Gib bitte aus dem Textausschnitt die Stelle von "Stuttgart - Manchmal, in" bis einschließlich "nie ausgeschaltet gewesen." wortgetreu wieder.

== TEXTAUSSCHNITT

Als erster ARD-Talkshowmaster kehrt Sandra Maischberger aus der Sommerpause zurück. Und fragt nach Sex, Anstand, Moral und so weiter.

Stuttgart - Manchmal, in den Sommermonaten, stellt man sich ja ein großes ARD-Feriencamp vor. Sagen wir am Lago Maggiore. Da machen dann all die Talkshowgäste gemeinsam Urlaub. Karl Lagerfeld schlürft mit Philipp Rösler einen Caipirinha, Alice Schwarzer empfiehlt Peer Steinbrück ein gutes Buch und Sido erklärt Trigema-Chef Wolfgang Grupp, warum er auch in Zukunft nur in Deutschland produzieren wird. Ende August kehren sie dann alle zurück und warten auf ihren Einsatz bei Maischberger, Beckmann, Will, Plasberg oder demnächst auch bei Jauch. Die ARD kann jetzt echt jeden, der was zu sagen hat - oder zumindest viel redet - gebrauchen. Den Anfang machte am Dienstagabend Sandra Maischberger. "Sexualmoral 2011: Kein Anstand, kein Tabu?", fragte sie in die Runde. Leichtes Thema zum Anfang, klar. Und schon lief die Gesprächssimulationsmaschine, als wäre sie nie ausgeschaltet gewesen.

====
== INHALT DES DATENSATZES

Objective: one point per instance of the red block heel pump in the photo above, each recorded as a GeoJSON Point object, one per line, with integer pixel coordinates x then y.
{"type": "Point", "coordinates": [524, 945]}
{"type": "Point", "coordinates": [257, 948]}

====

ERLEDIGTE AUFGABE
Stuttgart - Manchmal, in den Sommermonaten, stellt man sich ja ein großes ARD-Feriencamp vor. Sagen wir am Lago Maggiore. Da machen dann all die Talkshowgäste gemeinsam Urlaub. Karl Lagerfeld schlürft mit Philipp Rösler einen Caipirinha, Alice Schwarzer empfiehlt Peer Steinbrück ein gutes Buch und Sido erklärt Trigema-Chef Wolfgang Grupp, warum er auch in Zukunft nur in Deutschland produzieren wird. Ende August kehren sie dann alle zurück und warten auf ihren Einsatz bei Maischberger, Beckmann, Will, Plasberg oder demnächst auch bei Jauch. Die ARD kann jetzt echt jeden, der was zu sagen hat - oder zumindest viel redet - gebrauchen. Den Anfang machte am Dienstagabend Sandra Maischberger. "Sexualmoral 2011: Kein Anstand, kein Tabu?", fragte sie in die Runde. Leichtes Thema zum Anfang, klar. Und schon lief die Gesprächssimulationsmaschine, als wäre sie nie ausgeschaltet gewesen.